• [EXERCISE INSTRUCTIONS]:
Please count the lines below that contain the string "woman", treating uppercase and lowercase letters as different. Give only the number.

Extracted data entries:

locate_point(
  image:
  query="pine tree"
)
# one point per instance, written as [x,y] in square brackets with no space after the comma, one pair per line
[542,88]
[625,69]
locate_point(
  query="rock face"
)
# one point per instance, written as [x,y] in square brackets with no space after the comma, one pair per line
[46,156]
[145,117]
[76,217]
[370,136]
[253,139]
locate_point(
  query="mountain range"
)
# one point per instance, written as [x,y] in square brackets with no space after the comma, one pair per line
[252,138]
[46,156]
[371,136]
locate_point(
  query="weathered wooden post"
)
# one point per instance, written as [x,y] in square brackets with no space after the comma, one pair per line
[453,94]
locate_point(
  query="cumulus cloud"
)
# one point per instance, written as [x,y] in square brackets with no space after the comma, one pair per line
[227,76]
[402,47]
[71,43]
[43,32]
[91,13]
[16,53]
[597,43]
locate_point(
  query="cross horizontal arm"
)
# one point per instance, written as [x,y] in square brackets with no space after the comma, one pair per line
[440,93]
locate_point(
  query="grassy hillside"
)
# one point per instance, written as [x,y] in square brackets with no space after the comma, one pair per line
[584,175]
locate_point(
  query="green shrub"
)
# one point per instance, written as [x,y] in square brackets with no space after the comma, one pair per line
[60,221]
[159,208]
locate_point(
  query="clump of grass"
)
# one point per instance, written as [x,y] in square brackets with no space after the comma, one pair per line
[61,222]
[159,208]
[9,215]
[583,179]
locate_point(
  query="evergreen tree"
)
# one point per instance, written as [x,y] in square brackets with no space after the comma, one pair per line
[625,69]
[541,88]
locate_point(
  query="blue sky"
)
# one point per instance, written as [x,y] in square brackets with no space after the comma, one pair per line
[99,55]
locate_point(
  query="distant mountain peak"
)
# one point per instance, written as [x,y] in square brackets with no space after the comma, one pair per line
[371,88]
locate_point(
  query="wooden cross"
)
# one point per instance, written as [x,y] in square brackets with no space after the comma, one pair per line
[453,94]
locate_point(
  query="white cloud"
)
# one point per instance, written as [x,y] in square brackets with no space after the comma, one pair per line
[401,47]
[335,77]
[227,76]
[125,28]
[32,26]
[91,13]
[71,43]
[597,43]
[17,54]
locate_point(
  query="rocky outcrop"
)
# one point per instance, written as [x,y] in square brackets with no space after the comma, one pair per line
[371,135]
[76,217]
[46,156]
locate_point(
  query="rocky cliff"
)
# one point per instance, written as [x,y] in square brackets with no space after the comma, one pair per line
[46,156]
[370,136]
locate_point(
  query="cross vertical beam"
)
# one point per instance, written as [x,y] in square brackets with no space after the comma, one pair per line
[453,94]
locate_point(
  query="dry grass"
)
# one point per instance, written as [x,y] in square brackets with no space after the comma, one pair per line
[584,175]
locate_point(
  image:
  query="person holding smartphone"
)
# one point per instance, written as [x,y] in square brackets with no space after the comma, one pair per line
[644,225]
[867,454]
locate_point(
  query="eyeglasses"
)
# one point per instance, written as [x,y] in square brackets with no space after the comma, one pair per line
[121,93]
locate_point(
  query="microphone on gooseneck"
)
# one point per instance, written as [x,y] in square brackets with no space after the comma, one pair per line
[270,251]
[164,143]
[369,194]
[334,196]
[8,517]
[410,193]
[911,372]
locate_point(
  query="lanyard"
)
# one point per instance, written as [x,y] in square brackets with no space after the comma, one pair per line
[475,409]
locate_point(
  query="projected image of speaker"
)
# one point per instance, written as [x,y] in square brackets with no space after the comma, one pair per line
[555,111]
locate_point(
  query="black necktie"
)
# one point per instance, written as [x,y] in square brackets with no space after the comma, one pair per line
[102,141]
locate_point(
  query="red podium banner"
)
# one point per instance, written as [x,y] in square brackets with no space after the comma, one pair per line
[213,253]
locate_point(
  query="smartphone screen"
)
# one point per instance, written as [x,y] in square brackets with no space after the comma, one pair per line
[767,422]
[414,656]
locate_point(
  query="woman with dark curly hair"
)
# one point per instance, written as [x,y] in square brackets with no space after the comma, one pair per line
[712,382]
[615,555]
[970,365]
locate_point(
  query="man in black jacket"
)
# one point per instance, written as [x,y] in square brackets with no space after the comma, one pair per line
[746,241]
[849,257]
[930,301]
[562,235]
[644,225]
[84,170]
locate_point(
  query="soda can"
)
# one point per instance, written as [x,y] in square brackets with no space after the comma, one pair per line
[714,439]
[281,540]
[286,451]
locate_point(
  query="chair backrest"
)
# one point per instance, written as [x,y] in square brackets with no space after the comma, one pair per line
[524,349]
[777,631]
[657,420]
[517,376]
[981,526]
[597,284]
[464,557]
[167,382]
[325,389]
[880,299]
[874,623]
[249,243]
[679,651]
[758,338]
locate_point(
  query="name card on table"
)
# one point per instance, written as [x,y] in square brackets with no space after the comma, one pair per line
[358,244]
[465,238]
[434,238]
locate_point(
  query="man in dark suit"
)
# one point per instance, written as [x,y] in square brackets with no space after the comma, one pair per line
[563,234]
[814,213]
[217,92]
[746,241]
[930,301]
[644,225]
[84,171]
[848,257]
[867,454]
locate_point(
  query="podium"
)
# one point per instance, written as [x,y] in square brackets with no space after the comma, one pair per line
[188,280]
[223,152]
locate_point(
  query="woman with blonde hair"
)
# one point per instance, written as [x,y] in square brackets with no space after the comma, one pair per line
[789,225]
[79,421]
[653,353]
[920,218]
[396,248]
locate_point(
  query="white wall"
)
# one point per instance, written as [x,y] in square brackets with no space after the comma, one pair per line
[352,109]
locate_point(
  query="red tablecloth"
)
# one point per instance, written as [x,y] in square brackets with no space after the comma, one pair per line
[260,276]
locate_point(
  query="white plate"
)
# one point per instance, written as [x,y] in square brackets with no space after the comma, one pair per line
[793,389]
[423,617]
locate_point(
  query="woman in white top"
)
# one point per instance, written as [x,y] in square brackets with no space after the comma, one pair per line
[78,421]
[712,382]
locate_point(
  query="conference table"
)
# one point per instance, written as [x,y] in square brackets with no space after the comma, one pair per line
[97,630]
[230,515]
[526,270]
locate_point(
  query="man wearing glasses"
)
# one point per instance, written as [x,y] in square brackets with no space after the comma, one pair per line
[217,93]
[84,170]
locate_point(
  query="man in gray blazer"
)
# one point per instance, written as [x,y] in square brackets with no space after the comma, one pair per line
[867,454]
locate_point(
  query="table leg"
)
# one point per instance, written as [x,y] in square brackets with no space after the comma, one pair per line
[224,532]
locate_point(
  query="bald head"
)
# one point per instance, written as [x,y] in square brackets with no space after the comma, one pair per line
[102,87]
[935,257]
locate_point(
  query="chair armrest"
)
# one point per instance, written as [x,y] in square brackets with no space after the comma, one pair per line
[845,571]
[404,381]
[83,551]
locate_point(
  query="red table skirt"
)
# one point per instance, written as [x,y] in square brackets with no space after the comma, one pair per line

• [FINISHED ANSWER]:
3